When we last saw Sufjan Stevens before his five-year hiatus from recording new music, he was filling his compositions with as many unusual instruments as he could play, giving his songs droll, paragraph-long titles and boasting of his plan to record an album for every American state. He had the persona of a folk prodigy boy scout, modestly whisper-singing obsessive historical facts over immense baroque arrangements. And, apparently, he’s now decided that none of that is for him anymore.
Stevens’ long-awaited return LP “The Age of Adz” (that’s “odds,” FYI) is a self-conscious and startling step far away from his former M.O. Every song title takes less than five seconds to say. Any and all humor, let alone drollness, is pretty much gone. So is the fabled 50 States Project, so I guess we’ll never hear classics like “Missouri Loves Company” or “Iowa Great Album to My Fans.”
The most striking advancement is Stevens’ abandonment of the elaborate chamber pop instrumentation he had perfected. The glockenspiels and banjos have been traded for electronic loops, drum machines and enigmatic sound effects. There’s some clear influence from Brian Eno, Danger Mouse and Animal Collective here, and pretty good dose of Radiohead, since this ranks with “Kid A” as one of the most unexpected and successful conversions to electronic exploration.
What’s most impressive about “Adz” is, drastic as though changes may be, they feel mostly like surface details. This album is about the farthest things fans would expect from the man behind “Seven Swans” and “Illinois,” but it doesn’t really feel like a blatant attempt to defy expectations. Instead, it’s like Stevens has just taken a very different route in delivering another messy, wonderful opus. It’s uncommon for any artist, even some of the greatest, to dramatically revise their signature sound and still make it sound like a completely organic progression. “The Age of Adz” is such an album: this is an assured statement, not an experiment.

▶ DATASET RECORDS

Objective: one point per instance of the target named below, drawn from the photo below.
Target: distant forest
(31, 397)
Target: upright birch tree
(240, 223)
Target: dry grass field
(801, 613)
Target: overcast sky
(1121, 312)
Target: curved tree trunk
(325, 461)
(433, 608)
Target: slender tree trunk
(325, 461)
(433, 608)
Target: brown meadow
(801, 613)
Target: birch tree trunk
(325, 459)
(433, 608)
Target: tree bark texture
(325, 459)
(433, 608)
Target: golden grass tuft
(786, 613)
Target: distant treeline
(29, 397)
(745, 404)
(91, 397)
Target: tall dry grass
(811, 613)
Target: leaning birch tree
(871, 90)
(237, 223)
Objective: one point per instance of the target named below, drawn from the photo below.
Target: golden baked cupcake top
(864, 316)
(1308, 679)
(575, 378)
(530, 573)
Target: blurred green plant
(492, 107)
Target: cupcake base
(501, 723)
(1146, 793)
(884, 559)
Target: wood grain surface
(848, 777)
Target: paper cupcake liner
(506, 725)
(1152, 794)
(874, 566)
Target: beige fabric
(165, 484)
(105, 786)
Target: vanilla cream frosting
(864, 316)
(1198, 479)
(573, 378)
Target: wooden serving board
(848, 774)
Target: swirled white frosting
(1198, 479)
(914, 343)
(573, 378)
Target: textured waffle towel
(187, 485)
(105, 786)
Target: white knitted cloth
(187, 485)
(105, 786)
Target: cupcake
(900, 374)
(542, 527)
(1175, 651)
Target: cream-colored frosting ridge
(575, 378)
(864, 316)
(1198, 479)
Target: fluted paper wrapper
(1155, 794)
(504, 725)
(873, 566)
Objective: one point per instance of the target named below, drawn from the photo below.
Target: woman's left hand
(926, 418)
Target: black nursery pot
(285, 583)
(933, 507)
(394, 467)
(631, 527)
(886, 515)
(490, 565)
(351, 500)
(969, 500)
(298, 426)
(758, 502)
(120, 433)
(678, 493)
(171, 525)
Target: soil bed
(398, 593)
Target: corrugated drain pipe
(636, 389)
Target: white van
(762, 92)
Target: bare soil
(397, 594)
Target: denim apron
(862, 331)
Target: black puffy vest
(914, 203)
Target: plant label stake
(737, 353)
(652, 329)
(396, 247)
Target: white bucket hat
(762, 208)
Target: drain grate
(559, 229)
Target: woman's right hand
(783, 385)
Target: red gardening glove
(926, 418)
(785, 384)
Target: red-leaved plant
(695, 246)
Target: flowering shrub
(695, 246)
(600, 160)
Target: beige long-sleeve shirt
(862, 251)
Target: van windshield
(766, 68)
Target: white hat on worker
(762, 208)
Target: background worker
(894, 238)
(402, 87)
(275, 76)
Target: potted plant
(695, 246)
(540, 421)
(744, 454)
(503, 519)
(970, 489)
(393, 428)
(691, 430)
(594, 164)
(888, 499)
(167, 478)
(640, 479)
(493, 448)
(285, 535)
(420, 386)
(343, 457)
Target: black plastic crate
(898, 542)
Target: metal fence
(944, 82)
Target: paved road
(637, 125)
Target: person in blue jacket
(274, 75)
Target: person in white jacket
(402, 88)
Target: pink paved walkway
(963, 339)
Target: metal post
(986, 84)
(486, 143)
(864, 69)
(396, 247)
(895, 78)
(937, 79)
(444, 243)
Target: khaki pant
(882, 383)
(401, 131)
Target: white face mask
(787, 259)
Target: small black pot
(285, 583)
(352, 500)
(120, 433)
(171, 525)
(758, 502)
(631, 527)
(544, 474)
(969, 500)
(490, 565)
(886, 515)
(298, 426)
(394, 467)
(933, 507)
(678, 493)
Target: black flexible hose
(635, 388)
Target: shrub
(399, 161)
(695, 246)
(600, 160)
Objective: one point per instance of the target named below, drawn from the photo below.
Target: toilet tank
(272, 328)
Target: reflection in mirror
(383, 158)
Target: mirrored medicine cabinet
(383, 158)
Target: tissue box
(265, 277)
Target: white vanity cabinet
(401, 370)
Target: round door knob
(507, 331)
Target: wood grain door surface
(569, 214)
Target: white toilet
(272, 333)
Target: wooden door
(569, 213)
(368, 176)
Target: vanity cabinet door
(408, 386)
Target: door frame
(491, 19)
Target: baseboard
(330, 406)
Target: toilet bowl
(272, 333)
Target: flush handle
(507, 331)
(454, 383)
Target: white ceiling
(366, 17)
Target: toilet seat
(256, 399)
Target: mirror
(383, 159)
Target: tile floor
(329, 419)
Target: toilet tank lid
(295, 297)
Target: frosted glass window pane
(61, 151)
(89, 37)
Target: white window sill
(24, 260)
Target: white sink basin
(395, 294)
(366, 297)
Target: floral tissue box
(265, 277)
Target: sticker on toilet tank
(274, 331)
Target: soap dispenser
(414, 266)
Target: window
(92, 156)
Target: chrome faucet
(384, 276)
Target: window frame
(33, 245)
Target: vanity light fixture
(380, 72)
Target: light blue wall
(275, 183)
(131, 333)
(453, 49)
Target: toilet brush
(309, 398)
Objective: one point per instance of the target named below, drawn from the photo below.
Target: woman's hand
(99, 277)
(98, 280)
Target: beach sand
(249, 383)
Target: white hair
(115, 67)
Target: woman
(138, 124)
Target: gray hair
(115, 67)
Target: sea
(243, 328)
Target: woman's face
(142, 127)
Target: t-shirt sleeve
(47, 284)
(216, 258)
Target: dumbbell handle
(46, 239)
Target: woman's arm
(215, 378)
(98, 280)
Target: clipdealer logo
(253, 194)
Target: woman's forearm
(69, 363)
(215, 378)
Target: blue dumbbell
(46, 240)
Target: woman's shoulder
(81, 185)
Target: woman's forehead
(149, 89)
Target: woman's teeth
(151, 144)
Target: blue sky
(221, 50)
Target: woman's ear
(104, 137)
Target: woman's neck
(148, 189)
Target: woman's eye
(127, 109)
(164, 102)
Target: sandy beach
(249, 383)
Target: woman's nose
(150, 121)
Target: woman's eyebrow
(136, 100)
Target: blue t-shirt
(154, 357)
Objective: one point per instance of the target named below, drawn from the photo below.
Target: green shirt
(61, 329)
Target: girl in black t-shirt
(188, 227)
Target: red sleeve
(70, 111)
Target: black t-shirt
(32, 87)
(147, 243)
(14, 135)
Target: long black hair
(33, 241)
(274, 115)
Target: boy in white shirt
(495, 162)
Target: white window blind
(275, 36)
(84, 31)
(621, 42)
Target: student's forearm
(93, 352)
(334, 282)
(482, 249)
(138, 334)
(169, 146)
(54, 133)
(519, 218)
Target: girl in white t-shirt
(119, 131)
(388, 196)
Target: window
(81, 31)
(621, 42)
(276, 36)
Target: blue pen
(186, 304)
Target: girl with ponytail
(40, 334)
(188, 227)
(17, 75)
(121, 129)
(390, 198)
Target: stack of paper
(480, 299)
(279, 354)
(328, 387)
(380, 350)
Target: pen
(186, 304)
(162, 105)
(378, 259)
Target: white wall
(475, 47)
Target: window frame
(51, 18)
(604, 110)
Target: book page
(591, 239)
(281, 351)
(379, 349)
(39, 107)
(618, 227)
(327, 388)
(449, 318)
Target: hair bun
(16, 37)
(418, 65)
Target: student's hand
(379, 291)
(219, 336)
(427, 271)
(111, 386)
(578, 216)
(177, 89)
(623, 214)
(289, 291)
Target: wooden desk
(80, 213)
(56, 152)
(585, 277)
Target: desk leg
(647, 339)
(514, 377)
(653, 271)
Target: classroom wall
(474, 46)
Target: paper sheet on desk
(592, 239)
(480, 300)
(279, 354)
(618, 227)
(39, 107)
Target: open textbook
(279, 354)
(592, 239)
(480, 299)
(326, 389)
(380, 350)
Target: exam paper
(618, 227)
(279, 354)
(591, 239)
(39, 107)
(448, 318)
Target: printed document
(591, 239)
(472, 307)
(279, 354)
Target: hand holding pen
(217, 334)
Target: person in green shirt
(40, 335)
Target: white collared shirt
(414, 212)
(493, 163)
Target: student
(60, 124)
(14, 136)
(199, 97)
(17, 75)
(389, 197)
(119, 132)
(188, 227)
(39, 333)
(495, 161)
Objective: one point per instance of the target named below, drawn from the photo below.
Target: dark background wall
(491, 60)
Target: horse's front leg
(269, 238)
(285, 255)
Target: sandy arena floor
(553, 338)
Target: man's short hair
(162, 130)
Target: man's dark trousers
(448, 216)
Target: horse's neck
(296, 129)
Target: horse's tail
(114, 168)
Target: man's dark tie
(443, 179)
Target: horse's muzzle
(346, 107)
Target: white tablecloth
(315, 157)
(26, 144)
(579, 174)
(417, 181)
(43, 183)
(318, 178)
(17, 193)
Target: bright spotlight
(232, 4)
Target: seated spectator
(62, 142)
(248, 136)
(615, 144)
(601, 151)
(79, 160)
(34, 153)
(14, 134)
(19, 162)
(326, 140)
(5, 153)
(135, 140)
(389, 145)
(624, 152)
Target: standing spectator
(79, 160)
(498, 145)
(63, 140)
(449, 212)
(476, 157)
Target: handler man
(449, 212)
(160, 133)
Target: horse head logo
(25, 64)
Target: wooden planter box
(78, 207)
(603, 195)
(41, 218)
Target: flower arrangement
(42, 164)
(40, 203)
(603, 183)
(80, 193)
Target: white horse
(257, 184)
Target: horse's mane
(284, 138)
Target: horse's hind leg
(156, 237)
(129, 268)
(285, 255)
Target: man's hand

▶ AIM OF THE TASK
Answer these questions using the album review above.
(a) How long was Sufjan Stevens' hiatus from recording new music?
(b) According to the review, how is "Adz" pronounced?
(c) Which instruments does the review say have been traded for electronic loops, drum machines and sound effects?

▶ RESPONSE TO THE EXERCISE
(a) Five years.
(b) Like "odds."
(c) Glockenspiels and banjos.